▶ PROBLEM DESCRIPTION
Copy out each line below that contains the word "target".

▶ DATA FOR THIS TASK
______________________________

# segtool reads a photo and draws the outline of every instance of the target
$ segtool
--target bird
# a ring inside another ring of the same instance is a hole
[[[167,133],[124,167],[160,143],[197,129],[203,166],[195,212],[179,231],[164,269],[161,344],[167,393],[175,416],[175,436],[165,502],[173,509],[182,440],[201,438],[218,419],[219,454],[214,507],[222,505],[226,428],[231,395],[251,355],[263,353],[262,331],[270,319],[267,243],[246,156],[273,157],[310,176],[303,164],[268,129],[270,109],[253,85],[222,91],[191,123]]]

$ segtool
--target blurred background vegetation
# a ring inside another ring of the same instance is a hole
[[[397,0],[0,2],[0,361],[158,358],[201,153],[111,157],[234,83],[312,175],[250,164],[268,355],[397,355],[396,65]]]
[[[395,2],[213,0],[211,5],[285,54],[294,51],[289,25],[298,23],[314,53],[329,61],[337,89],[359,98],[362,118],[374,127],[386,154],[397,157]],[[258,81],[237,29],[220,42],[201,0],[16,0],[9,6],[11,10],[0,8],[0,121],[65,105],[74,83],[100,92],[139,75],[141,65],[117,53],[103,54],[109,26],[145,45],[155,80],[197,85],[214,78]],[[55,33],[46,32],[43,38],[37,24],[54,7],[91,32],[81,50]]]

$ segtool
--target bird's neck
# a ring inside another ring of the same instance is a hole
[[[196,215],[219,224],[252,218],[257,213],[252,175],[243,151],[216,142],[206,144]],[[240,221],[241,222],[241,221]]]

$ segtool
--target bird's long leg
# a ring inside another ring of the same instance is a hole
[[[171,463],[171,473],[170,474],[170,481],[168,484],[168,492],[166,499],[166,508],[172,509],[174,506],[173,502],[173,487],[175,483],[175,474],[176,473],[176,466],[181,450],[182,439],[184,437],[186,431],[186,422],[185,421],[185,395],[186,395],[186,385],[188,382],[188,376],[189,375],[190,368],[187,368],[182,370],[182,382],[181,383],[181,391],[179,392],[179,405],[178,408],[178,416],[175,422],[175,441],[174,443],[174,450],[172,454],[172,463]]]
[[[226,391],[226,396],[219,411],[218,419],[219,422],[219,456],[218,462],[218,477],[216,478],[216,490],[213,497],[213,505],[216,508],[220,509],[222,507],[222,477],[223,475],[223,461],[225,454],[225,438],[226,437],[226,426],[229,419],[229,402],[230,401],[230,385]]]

______________________________

▶ WRITTEN SOLUTION
# segtool reads a photo and draws the outline of every instance of the target
--target bird
--target blurred background vegetation
--target bird's neck
--target bird's long leg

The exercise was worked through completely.